* Text block *
--------------------
Returns a surface enclosed by a closed polygon defined by ‘edges’ and ‘constraints’.

Parameters:
  • edges (list of edges or wires) – edges

  • constraints (list of points or edges) – constraints

  • continuity (GeomAbs_Shape) – OCC.Core.GeomAbs continuity condition

  • degree (int) – >=2

  • nbPtsOnCur (int) – number of points on curve >= 15

  • nbIter (int) – number of iterations >= 2

  • anisotropy (bool) – bool Anisotropy

  • tol2d (float) – 2D tolerance >0

  • tol3d (float) – 3D tolerance >0

  • tolAng (float) – angular tolerance

  • tolCurv (float) – tolerance for curvature >0

  • maxDeg (int) – highest polynomial degree >= 2

  • maxSegments (int) – greatest number of segments >= 2

Return type:

Face

classmethod makeRuledSurface(edgeOrWire1: Edge, edgeOrWire2: Edge) Face[source]
classmethod makeRuledSurface(edgeOrWire1: Wire, edgeOrWire2: Wire) Face

makeRuledSurface(Edge|Wire,Edge|Wire) – Make a ruled surface Create a ruled surface out of two edges or wires. If wires are used then these must have the same number of edges

classmethod makeSplineApprox(points: List[List[Vector]], tol: float = 0.01, smoothing: Tuple[float, float, float] | None = None, minDeg: int = 1, maxDeg: int = 3) Face[source]

Approximate a spline surface through the provided points.

Parameters:
  • points (List[List[Vector]]) – a 2D list of Vectors that represent the points

  • tol (float) – tolerance of the algorithm (consult OCC documentation).

  • smoothing (Tuple[float, float, float] | None) – optional tuple of 3 weights use for variational smoothing (default: None)

  • minDeg (int) – minimum spline degree. Enforced only when smothing is None (default: 1)

  • maxDeg (int) – maximum spline degree (default: 6)
--------------------
Object pointing dataset rows
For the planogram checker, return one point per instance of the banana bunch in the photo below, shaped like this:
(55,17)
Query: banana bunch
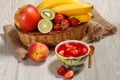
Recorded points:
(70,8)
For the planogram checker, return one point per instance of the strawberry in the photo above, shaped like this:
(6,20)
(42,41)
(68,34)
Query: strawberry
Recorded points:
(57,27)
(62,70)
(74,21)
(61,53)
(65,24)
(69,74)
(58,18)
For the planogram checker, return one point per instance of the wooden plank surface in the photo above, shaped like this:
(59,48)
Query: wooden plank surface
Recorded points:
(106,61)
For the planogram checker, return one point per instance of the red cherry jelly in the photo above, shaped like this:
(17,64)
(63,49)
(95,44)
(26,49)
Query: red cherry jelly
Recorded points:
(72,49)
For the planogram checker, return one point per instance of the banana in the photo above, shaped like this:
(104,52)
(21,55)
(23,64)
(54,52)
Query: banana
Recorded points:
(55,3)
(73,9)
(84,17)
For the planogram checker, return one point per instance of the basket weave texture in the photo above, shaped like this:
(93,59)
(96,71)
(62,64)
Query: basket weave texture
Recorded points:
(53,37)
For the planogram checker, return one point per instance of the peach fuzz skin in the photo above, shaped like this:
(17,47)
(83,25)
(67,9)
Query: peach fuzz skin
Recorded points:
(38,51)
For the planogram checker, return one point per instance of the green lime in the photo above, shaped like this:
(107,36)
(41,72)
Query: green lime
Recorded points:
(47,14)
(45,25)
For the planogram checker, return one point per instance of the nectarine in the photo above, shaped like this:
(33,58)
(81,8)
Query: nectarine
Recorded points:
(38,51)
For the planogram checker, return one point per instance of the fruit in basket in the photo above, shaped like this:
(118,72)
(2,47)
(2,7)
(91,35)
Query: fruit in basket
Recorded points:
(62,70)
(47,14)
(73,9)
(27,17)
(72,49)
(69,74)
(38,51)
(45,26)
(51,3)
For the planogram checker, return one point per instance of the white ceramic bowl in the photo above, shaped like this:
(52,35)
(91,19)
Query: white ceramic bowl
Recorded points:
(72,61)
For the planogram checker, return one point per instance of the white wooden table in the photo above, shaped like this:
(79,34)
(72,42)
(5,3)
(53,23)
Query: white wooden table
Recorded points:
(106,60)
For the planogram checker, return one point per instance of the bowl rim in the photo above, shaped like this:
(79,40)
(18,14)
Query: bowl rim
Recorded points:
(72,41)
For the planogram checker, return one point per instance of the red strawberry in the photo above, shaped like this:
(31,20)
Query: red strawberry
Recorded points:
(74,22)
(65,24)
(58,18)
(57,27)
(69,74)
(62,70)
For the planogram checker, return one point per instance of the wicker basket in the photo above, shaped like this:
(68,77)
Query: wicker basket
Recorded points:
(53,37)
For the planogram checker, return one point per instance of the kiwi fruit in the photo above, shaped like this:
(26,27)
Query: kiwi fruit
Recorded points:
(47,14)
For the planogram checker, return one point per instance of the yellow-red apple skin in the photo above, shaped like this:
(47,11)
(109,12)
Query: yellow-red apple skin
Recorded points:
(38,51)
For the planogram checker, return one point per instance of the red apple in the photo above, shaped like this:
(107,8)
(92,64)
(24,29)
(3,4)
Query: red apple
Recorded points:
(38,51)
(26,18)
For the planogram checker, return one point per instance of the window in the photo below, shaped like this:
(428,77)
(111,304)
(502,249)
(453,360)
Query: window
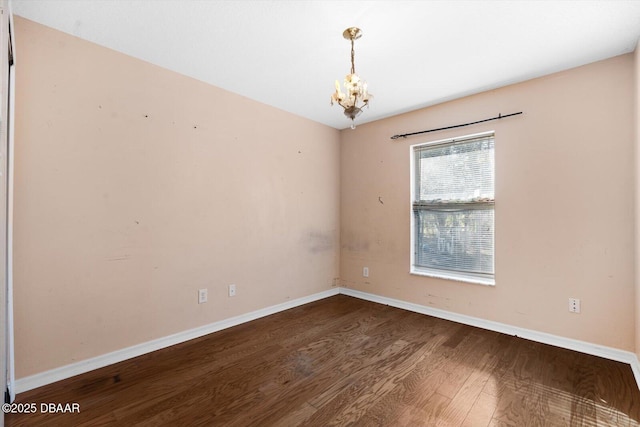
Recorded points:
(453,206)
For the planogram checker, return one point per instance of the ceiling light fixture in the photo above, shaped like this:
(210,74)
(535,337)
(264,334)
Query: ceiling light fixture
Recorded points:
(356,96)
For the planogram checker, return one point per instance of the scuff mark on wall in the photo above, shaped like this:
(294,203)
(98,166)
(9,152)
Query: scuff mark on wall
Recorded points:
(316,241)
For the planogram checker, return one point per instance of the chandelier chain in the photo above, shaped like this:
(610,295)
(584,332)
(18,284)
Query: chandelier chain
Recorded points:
--------------------
* To do *
a - Print the part of the Face method documentation between "Approximate a spline" and "None (default: 1)", inclusive.
b - Carry on the Face method documentation from the point where it stops.

* Answers by task *
a -
Approximate a spline surface through the provided points.

Parameters:
  • points (List[List[Vector]]) – a 2D list of Vectors that represent the points

  • tol (float) – tolerance of the algorithm (consult OCC documentation).

  • smoothing (Tuple[float, float, float] | None) – optional tuple of 3 weights use for variational smoothing (default: None)

  • minDeg (int) – minimum spline degree. Enforced only when smothing is None (default: 1)

b -
Return type:

Face

normalAt(u: float | int, v: float | int) Tuple[Vector, Vector][source]
normalAt(locationVector: Vector | Tuple[int | float, int | float] | Tuple[int | float, int | float, int | float] | None = None) Vector

Computes the normal vector at the desired location on the face.

Returns:

a vector representing the direction

Parameters:

locationVector (a vector that lies on the surface.) – the location to compute the normal at. If none, the center of the face is used.

Return type:

Vector

Computes the normal vector at the desired location in the u,v parameter space.

Returns:

a vector representing the normal direction and the position

Parameters:
  • u – the u parametric location to compute the normal at.

  • v – the v parametric location to compute the normal at.

  • locationVector (Vector | Tuple[int | float, int | float] | Tuple[int | float, int | float, int | float] | None)

Return type:

Vector

normals(us: Iterable[float | int], vs: Iterable[float | int]) Tuple[List[Vector], List[Vector]][source]

Computes the normal vectors at the desired locations in the u,v parameter space.

Returns:

a tuple of list of vectors representing the normal directions and the positions

Parameters:
  • us (Iterable[float | int]) – the u parametric locations to compute the normal at.

  • vs (Iterable[float | int]) – the v parametric locations to compute the normal at.

Return type:

Tuple[List[Vector], List[Vector]]

thicken(thickness: float) Solid[source]

Return a thickened face

Parameters:

thickness (float)

Return type:

Solid

toArcs(tolerance: float = 0.001) Face[source]

Approximate planar face with arcs and straight line segments.

Parameters:

tolerance (float) – Approximation tolerance.

Return type:

Face

toPln() gp_Pln[source]

Convert this face to a gp_Pln.

Note the Location of the resulting plane may not equal the center of this face, however the resulting plane will still contain the center of this face.

Return type:

gp_Pln

trim(u0: float | int, u1: float | int, v0: float | int, v1: float | int, tol: float | int = 1e-06) Face[source]

Trim the face in the parametric space to (u0, u1).

NB: this operation is done on the base geometry.

Parameters:
  • u0 (float | int)

  • u1 (float | int)

  • v0 (float | int)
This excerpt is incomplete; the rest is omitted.